▸ Complete the following
(A) In the text on building a JS70 excavator model, list the stages of the "ground up" build approach in order.
(B) Answer these questions on the text about building a JS70 excavator model:
(i) What drives and steers each track of the real JS70?
(ii) On what site was the way of getting two concentric drive shafts through a large Technic turntable found, and who had found it?
(iii) What was the length of the scale undercarriage in studs?

The real JS70 uses hydrostatic motors, one for each track, to drive and steer in a fashion similar to the LS160 Skid Steer Loader. Pressurised hydraulic fluid is fed to these motors from a pump driven by the diesel engine in the superstructure. This makes a lot of sense, as the motors are light and compact enough to be fitted directly on the undercarriage, avoiding cumbersome mechanical power transmission from the superstructure. Hydrostatic motors are not particularly efficient, but this is not really a problem as excavators are not expected to move quickly.

The usual method of powering a tracked Lego vehicle, however, is to place the primary source of power for each track, an electric motor, on the undercarriage itself. While highly effective, I did not feel that this was a very good representation of a real excavator, with it's primary source of power, the diesel engine, mounted at the rear of the superstructure to act as a counterweight. So I tried to think of a method of having the two drive motors mounted in an equivalent position in the model, with their power being mechanically transmitted through the turntable, onto the undercarriage, and subsequently onto the tracks.

To do this I had to find a way of getting two concentric drive shafts through a large Technic turntable, as well as still allowing a third power source directly onto the turntable for superstructure rotation. Fortunately, a search on Lugnet showed that Issac Merkle had already found a way to do this, saving a great deal of time and effort on my part. From this, I decided that the best approach would be to build the excavator in a "ground up" fashion - start with the undercarriage, then build a skeleton superstructure upon which the motors and boom would be fitted, then finally add the cosmetic exterior. Simple - or so I thought.

I got my first inkling of the difficulty of this project as soon as I started the undercarriage - it was going to be very small and therefore very difficult to fit all the gearing in. Made to scale, the undercarriage had a length of 14 studs, a width of 8 studs, and a height of 3 studs, including the supporting beams, meaning that the drive train had to notionally fit into a space of 14x6x3 studs. As if this was not bad enough, the outputs coming from the turntable were bulky, adding additional constraints, and to add insult to injury, I then realised that the motor for rotating the superstructure would also have to be placed on the undercarriage. On top of that, I also had to fit the bulldozer blade on the right place - which of course, would have to be "tecnicified" in some way. Of course, it all had to be braced so that the pieces would stay together.

▸ Source material

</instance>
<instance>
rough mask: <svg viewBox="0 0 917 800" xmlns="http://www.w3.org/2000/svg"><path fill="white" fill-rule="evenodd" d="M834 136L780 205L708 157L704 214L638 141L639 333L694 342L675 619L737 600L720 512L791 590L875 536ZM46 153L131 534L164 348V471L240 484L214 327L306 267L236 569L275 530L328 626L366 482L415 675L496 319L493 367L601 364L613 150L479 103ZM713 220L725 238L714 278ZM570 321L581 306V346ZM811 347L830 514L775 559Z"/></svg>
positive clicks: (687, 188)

▸ Answer section
(A)
1. Start with the undercarriage.
2. Build a skeleton superstructure on which the motors and boom would be fitted.
3. Add the cosmetic exterior.

(B)
(i) A hydrostatic motor, one for each track.
(ii) On Lugnet, and Issac Merkle had found it.
(iii) 14 studs.